■ **LISTED RECORDS**:
[Start of section]
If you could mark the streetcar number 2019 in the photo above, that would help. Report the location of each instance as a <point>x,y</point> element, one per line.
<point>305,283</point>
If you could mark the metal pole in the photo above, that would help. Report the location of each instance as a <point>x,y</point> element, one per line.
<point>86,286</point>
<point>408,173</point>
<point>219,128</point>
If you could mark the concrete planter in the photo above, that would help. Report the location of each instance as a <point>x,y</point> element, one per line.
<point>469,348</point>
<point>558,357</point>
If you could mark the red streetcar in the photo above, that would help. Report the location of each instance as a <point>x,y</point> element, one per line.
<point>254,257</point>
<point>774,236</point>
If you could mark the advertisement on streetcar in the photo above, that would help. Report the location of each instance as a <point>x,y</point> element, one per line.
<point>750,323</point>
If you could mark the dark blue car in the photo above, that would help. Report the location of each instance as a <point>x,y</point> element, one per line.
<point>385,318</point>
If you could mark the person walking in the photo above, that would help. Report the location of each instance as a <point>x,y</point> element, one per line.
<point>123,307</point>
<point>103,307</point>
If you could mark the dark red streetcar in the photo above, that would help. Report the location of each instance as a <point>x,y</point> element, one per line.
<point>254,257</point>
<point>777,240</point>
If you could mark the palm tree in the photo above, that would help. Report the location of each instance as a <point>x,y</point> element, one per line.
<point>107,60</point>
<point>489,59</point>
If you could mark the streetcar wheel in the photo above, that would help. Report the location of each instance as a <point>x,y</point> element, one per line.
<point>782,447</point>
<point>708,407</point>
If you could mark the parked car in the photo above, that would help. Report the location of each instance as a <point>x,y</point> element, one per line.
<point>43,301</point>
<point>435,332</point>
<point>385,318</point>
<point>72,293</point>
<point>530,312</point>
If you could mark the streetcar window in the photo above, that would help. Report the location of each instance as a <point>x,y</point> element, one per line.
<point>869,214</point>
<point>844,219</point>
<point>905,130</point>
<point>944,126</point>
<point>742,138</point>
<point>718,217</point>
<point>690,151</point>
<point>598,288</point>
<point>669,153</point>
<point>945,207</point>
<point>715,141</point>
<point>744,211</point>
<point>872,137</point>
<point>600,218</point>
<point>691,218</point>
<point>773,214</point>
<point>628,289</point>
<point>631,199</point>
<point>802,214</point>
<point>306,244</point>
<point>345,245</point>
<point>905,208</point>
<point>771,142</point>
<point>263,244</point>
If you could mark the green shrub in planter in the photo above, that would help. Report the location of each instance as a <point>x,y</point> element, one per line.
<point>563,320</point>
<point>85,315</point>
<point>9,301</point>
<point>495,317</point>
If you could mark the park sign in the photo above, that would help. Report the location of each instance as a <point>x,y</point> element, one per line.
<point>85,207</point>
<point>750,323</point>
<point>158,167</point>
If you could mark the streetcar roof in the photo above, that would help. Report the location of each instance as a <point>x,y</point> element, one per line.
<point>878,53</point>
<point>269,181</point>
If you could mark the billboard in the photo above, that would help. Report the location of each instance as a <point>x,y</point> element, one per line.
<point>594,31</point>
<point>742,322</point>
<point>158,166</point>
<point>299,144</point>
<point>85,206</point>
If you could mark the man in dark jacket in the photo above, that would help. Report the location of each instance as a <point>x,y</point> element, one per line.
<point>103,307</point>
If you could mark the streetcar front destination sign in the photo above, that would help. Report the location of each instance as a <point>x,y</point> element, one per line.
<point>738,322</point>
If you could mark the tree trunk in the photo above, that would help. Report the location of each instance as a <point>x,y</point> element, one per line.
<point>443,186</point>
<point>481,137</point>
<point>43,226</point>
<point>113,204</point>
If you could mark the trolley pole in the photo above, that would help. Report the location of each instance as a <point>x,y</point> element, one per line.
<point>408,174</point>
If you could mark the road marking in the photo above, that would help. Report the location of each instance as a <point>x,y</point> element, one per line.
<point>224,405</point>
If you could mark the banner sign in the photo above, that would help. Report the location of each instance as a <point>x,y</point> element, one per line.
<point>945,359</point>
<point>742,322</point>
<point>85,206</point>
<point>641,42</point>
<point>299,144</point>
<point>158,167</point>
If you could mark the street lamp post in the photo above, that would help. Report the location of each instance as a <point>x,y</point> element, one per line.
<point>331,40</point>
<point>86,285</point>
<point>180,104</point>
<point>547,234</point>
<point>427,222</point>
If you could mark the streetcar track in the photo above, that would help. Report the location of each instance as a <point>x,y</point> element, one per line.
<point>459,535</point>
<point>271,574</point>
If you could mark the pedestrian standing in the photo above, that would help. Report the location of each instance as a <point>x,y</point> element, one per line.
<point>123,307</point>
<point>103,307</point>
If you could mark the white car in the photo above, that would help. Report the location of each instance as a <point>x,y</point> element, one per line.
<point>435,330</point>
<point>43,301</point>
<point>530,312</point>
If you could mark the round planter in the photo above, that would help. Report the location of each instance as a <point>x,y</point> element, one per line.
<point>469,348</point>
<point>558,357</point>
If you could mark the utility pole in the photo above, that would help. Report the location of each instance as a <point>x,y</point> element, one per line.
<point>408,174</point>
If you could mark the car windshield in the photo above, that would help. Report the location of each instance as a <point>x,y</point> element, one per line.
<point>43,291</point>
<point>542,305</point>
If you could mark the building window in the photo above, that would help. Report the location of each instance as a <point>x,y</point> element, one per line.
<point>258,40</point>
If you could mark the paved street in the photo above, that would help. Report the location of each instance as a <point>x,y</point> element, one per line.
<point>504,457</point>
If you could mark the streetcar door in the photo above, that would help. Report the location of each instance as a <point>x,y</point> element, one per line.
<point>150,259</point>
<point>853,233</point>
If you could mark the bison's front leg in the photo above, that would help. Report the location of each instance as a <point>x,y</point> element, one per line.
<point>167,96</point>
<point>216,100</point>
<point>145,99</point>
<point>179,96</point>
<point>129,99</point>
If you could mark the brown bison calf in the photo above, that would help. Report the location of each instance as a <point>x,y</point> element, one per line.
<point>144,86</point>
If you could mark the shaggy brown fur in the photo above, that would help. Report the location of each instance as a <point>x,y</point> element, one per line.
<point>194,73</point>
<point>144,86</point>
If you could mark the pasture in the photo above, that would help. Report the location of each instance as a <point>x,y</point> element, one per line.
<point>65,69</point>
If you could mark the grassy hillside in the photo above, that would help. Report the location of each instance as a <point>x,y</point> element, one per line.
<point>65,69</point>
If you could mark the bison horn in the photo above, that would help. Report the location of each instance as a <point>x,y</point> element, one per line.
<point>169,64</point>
[End of section]
The output is every entry, printed exactly as it reads.

■ **TASK RESPONSE**:
If you could mark the streetcar number 2019 in the photo above, that would help. Report the location of each instance as a <point>x,y</point> element, one per line.
<point>305,283</point>
If you could mark the metal pole in the photo above, that would help. Report the location of each instance as a <point>x,y</point> element, one per line.
<point>86,286</point>
<point>408,173</point>
<point>219,128</point>
If you could mark the concrete planter in the photo above, that would help. Report the location of each instance as a <point>x,y</point> element, one per line.
<point>469,348</point>
<point>558,357</point>
If you could mark the red streetcar in the photo above, that would help. Report the location of each instance as a <point>x,y</point> element, one per line.
<point>254,257</point>
<point>774,236</point>
If you could mark the advertisement on streetcar in the photo above, that would help. Report the location of each instance as a <point>x,y</point> element, one per line.
<point>750,323</point>
If you could mark the dark blue car in the photo above, that would help. Report the location of each instance as a <point>x,y</point> element, one per line.
<point>385,318</point>
If you could mark the person walking in the photo above, that would help. Report the location of each instance as a <point>x,y</point> element, one per line.
<point>123,307</point>
<point>103,307</point>
If you could mark the dark red streetcar in the photo above, that would help. Report the location of each instance as a <point>x,y</point> element, one per line.
<point>254,257</point>
<point>777,240</point>
If you could mark the palm tree in the photo above, that would help. Report the location of each instance as a <point>x,y</point> element, one per line.
<point>107,60</point>
<point>489,59</point>
If you could mark the streetcar wheel in the photo above, that would help. Report the location of each instance as a <point>x,y</point> element, one per line.
<point>782,447</point>
<point>708,407</point>
If you could mark the parked car in the photo above, that would help. Report the location of each instance as a <point>x,y</point> element, one per line.
<point>43,301</point>
<point>435,332</point>
<point>385,318</point>
<point>72,293</point>
<point>530,312</point>
If you could mark the streetcar window in the photo above, that would help. Report the location of each instance as a <point>x,y</point> element, one per line.
<point>869,214</point>
<point>844,219</point>
<point>905,130</point>
<point>944,126</point>
<point>742,138</point>
<point>718,217</point>
<point>690,151</point>
<point>598,288</point>
<point>669,153</point>
<point>945,207</point>
<point>715,141</point>
<point>744,211</point>
<point>872,137</point>
<point>600,218</point>
<point>691,218</point>
<point>773,214</point>
<point>628,289</point>
<point>631,199</point>
<point>802,214</point>
<point>306,244</point>
<point>345,245</point>
<point>905,208</point>
<point>771,142</point>
<point>263,244</point>
If you could mark the green shrub in planter in the photo above, that would help. Report the location of each instance as a <point>x,y</point> element, one per line.
<point>563,320</point>
<point>85,315</point>
<point>9,301</point>
<point>495,317</point>
If you could mark the park sign in the photo above, that would help. Report the location of each instance as a <point>x,y</point> element, one per line.
<point>85,207</point>
<point>750,323</point>
<point>158,167</point>
If you could mark the streetcar roof in the photo above, that would help. Report the location of each instance as a <point>x,y</point> element, one per line.
<point>878,53</point>
<point>269,181</point>
If you could mark the billboard in the photo above, that would help. Report the location of each instance as a <point>x,y</point> element, one per line.
<point>594,31</point>
<point>742,322</point>
<point>158,166</point>
<point>299,144</point>
<point>85,206</point>
If you could mark the man in dark jacket in the photo above, that would help. Report the location of each instance as a <point>x,y</point> element, one per line.
<point>103,307</point>
If you could mark the streetcar front destination sign in the photo above, that would help. Report the location of each instance as a <point>x,y</point> element, one per line.
<point>738,322</point>
If you could mark the tree trunk in the photo above, that would help. Report the location of each instance as a <point>x,y</point> element, one per line.
<point>443,186</point>
<point>481,137</point>
<point>43,226</point>
<point>113,204</point>
If you could mark the trolley pole in the photo above, that would help. Report the location of each instance as a <point>x,y</point> element, one per line.
<point>408,174</point>
If you could mark the road marking in the photo above, that would help. Report the location of each instance as a <point>x,y</point> element, one per line.
<point>224,405</point>
If you could mark the banner sign in the photo above, that would help. Report the location of each instance as a <point>x,y</point> element, one per line.
<point>945,359</point>
<point>742,322</point>
<point>85,206</point>
<point>641,42</point>
<point>299,144</point>
<point>158,167</point>
If you could mark the street lamp post in the photo above, that would help. Report the location of each instance as a <point>x,y</point> element, one per line.
<point>331,40</point>
<point>86,285</point>
<point>180,104</point>
<point>547,234</point>
<point>427,222</point>
If you could mark the streetcar track in the photo above, that would help. Report the location of each instance as a <point>x,y</point> element, one per line.
<point>459,535</point>
<point>271,574</point>
If you could mark the pedestrian standing in the photo above, that would help. Report the location of each instance as a <point>x,y</point> element, one per line.
<point>123,307</point>
<point>103,307</point>
If you could mark the white car in the photo above, that would help. Report the location of each instance as a <point>x,y</point> element, one per line.
<point>435,330</point>
<point>43,301</point>
<point>530,312</point>
If you could mark the round planter in the photo above, that would help. Report the location of each instance as a <point>x,y</point> element, one per line.
<point>469,348</point>
<point>558,357</point>
If you could mark the utility pole in the photo above, that would help. Report the location of each instance as a <point>x,y</point> element, one per line.
<point>408,174</point>
If you could mark the car windshield in the photo above, that would help. Report the location of each instance as a <point>x,y</point> element, one per line.
<point>43,291</point>
<point>542,305</point>
If you could mark the building window in the photo above, that would help. Report the location of each instance as a <point>x,y</point> element, one per line.
<point>258,40</point>
If you could mark the paved street in the photo above, that would help. Report the location of each instance as a <point>x,y</point> element, one per line.
<point>504,457</point>
If you could mark the streetcar door in the photo above, that would help. Report the location of each instance as a <point>x,y</point> element, one per line.
<point>150,259</point>
<point>853,233</point>
If you could mark the bison's front leg in the photo above, that would help. Report the location of each instance as a <point>x,y</point> element, one per line.
<point>167,96</point>
<point>216,100</point>
<point>145,99</point>
<point>179,96</point>
<point>129,99</point>
If you could mark the brown bison calf in the photo above, that would help. Report the location of each instance as a <point>x,y</point> element, one per line.
<point>144,86</point>
If you could mark the shaggy brown fur in the photo above, that would help. Report the location of each instance as a <point>x,y</point> element, one per line.
<point>194,73</point>
<point>144,86</point>
If you could mark the pasture in the photo above, that would help. Report the location of each instance as a <point>x,y</point> element, one per line.
<point>65,69</point>
If you could mark the grassy hillside in the photo above, that would help. Report the location of each instance as a <point>x,y</point> element, one per line.
<point>65,69</point>
If you could mark the bison horn in the photo above, that would help. Report the location of each instance as a <point>x,y</point> element, one per line.
<point>169,64</point>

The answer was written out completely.